### PASSAGE GIVEN
============

Before joining a church choir, carefully consider the reason you wish to join. The church choir is not primarily about socialising with friends. It is not about grandstanding, showing off or for getting a start in the music business. Some church choir members may not even always have the best voices in the congregation. The reason to become a member of the church choir is that you wish to use your musical ability to help the congregation worship the Lord in concert with other members of the choir.

Check Your Attitude at the Door

Especially if you have some musical training, you may join the church choir with the idea of giving the director the benefit of your knowledge and training. When you realise other choir members are not as polished as you, you may find yourself wanting to correct them, get irritated with them or seek to take over. Conversely, you may feel your talent is not very great and you are afraid to let your light or your voice shine as the choir sings. An important tip for church choir members is to remember you are not performing and that this is not about you. You are working as a team to worship the Lord and to bring the congregation into a place of worship. Cultivate a willingness to learn and use your talents for God's glory.

Keep Your Commitments

Because most church choirs are volunteer efforts, you may think regularly showing up for practice or even the worship service is not necessary. But the quality of a choir depends upon members taking seriously their commitment to both practice regularly and show up, on time, for the service. Even the loss of one voice can throw off a musical piece. Make a commitment to be on time for practice and to show up early for the worship service. If an emergency means you cannot sing as planned, be sure to let the director know as soon as possible. This is even more critical if you have a special part.

============

### SUPPLIED DATA

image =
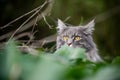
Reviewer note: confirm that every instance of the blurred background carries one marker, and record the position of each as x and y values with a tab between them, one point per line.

============

### INSTRUCTIONS FOR THE TASK
Pick up the advice on joining a church choir after its final sentence and keep writing it.

### WRITTEN ANSWER
Be Prepared

Learn the music. The better you know the music, the more you can concentrate on worship. As a church choir member, your responsibility is to do everything in your power to make sure you do your part. This means knowing your music. It means getting adequate sleep the night before the choir sings and being careful about what you eat or drink beforehand. It is also important to keep hydrated. If you love to sing, but are not that experienced, take lessons.

Before Singing

Do not just file in with the other choir members and start singing. Take care of yourself and your voice. Take time to warm up by doing slow stretching exercises. Warm up your voice by yawning, humming or vocalising scales. Do not slouch as you sing. Give your diaphragm room to expand. Breathe in and out deeply and articulate your words.